Objective:
Reproduce the rows below word for word, from the line containing "Wanted | a point on the parked" through the final line of the rows.

Provided information:
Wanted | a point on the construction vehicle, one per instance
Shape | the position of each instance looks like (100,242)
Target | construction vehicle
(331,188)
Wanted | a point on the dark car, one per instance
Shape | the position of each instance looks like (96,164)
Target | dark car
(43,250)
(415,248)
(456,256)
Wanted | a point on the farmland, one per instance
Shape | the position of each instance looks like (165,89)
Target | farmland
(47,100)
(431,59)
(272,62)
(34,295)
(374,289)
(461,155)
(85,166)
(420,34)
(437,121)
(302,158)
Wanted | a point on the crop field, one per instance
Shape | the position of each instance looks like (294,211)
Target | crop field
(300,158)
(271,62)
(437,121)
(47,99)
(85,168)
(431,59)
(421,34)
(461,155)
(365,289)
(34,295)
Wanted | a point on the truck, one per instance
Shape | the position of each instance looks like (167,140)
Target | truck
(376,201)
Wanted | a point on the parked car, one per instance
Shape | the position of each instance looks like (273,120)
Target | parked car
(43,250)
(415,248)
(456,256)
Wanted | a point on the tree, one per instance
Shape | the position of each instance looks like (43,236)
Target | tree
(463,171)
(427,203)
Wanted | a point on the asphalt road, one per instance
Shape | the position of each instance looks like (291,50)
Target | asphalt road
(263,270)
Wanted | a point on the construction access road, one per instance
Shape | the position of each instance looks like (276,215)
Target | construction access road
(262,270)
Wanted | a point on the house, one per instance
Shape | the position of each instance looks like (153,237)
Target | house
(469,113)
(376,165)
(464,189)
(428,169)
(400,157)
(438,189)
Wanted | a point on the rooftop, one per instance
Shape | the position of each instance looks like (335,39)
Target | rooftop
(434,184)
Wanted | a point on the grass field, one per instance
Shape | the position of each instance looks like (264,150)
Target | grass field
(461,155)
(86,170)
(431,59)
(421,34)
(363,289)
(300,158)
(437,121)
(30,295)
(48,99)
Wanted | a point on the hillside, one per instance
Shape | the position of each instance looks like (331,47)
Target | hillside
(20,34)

Expected answer:
Wanted | a point on the parked car, one per instance
Shape | the position of each instance looks like (273,120)
Target | parked car
(43,250)
(415,248)
(456,256)
Wanted | a point on the tree, one per instance
Shape | the position of each instance looks like (43,236)
Target | tree
(463,171)
(427,203)
Wanted | a point on the asphalt road, one per instance
Shape | the position of each instance looks like (291,50)
Target | asphalt road
(263,270)
Wanted | a point on the construction access road, one per instance
Shape | the position of each instance looks like (276,215)
Target | construction access road
(262,270)
Wanted | a point on the house, one per instance
Shape | the position of each instance looks like (153,237)
Target | house
(469,113)
(376,165)
(464,189)
(428,169)
(400,157)
(438,189)
Wanted | a point on the rooftop, one per instance
Shape | the position of each instance looks like (335,39)
Target | rooftop
(434,184)
Wanted | a point on the grass field, one per instance
Shape | the position of each instance looks like (264,150)
Target | grass field
(461,155)
(86,170)
(431,59)
(421,34)
(363,289)
(300,158)
(437,121)
(30,295)
(48,99)
Wanted | a point on the hillside, one per instance
Shape | the position of each instance looks like (331,47)
Target | hillside
(20,34)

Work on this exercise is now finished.